--- EXERCISE PASSAGE ---
You can talk to your surgeon and anesthesiologist about your request. I have heard of people waking up in the middle of hip surgery (though the spinal was still in effect, so they felt nothing). My brother woke up in the middle of knee replacement surgery. He said he was freaked by seeing the surgeon's hammer coming at his leg. He turned it into a humorous story. Haven't heard of many people requesting this.
So it sounds like you want a spinal ... and no sedation? ... As someone who woke up during surgery once said, it'll sound like an autobody shop in there. Saws, hammering, all of that. You want to be awake for that? You won't feel anything, but most people don't want to hear what's going on.
Do you have a date yet for your hip replacement? If so, please tell us what it is, so we can make a signature for you? Knowing the exact date will help us to advise you appropriately in the future.
--- PROVIDED RECORDS ---
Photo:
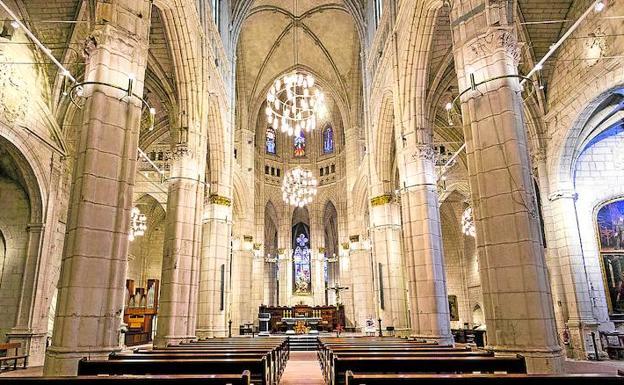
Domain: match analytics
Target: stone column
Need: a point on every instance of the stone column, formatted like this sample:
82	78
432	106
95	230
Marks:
424	260
242	309
92	282
550	249
578	303
30	330
387	250
516	292
285	274
215	268
362	287
177	315
345	280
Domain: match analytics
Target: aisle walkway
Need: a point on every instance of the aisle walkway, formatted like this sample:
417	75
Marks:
302	369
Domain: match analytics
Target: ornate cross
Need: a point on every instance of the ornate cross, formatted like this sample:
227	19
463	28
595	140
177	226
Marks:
337	289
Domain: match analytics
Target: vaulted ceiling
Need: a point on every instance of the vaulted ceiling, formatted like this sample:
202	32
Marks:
278	35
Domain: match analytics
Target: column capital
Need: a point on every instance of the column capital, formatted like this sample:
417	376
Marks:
538	156
381	200
563	194
35	227
180	151
219	200
492	40
424	152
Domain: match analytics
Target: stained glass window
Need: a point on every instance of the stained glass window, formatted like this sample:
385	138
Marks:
299	145
328	140
301	262
271	145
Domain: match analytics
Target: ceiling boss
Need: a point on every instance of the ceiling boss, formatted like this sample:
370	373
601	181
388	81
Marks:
293	102
298	187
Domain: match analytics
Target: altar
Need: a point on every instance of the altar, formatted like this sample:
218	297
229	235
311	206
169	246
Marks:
302	325
301	319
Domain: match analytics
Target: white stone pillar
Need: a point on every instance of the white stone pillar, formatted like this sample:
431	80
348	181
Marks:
429	309
215	270
567	242
30	331
242	310
92	282
516	292
362	287
177	314
387	250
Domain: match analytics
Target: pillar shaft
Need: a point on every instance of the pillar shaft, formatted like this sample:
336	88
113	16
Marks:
516	292
362	287
580	318
92	282
429	309
179	280
387	251
215	269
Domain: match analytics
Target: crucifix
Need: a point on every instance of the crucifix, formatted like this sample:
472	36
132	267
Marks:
337	289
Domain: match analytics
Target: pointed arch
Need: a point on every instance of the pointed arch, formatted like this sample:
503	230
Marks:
328	139
385	147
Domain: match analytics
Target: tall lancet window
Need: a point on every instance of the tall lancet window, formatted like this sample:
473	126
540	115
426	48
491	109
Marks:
302	277
328	140
299	145
271	141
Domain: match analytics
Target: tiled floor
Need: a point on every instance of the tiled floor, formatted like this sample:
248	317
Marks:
302	369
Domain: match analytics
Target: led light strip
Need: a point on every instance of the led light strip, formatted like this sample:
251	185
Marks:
64	71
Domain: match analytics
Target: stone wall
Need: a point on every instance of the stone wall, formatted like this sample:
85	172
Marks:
600	161
14	214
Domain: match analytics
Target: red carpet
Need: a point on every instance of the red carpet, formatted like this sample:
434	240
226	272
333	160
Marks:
302	369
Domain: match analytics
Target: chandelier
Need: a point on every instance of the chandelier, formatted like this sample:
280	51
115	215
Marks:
468	227
298	187
138	224
293	103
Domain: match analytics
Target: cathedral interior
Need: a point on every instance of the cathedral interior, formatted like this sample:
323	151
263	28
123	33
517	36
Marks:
234	172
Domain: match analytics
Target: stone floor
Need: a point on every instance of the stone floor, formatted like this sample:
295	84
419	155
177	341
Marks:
303	369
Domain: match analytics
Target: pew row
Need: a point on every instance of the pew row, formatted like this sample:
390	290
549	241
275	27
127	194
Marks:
429	365
480	379
213	379
257	368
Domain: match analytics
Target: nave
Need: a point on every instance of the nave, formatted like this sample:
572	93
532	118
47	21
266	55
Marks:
218	183
334	361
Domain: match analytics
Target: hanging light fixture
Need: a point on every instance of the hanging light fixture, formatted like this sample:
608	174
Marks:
299	187
138	224
468	227
293	101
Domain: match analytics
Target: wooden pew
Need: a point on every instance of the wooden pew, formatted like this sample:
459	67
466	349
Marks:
327	353
274	369
481	379
278	348
257	367
433	364
212	379
327	369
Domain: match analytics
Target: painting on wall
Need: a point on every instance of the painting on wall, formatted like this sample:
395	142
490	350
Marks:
453	308
610	223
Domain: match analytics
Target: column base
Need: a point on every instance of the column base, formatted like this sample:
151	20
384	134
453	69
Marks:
537	361
33	344
440	340
163	342
212	333
62	362
581	345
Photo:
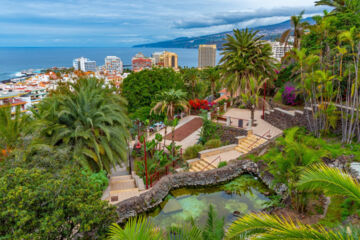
---
PARTS OF THE EXERCISE
1 > List every sentence in the text about waking during surgery that ends with a question mark.
2 > Copy the text about waking during surgery word for word, starting at "You can talk" and ending at "what's going on.".

SOLUTIONS BELOW
1 >
So it sounds like you want a spinal ... and no sedation?
You want to be awake for that?
Do you have a date yet for your hip replacement?
If so, please tell us what it is, so we can make a signature for you?

2 >
You can talk to your surgeon and anesthesiologist about your request. I have heard of people waking up in the middle of hip surgery (though the spinal was still in effect, so they felt nothing). My brother woke up in the middle of knee replacement surgery. He said he was freaked by seeing the surgeon's hammer coming at his leg. He turned it into a humorous story. Haven't heard of many people requesting this.
So it sounds like you want a spinal ... and no sedation? ... As someone who woke up during surgery once said, it'll sound like an autobody shop in there. Saws, hammering, all of that. You want to be awake for that? You won't feel anything, but most people don't want to hear what's going on.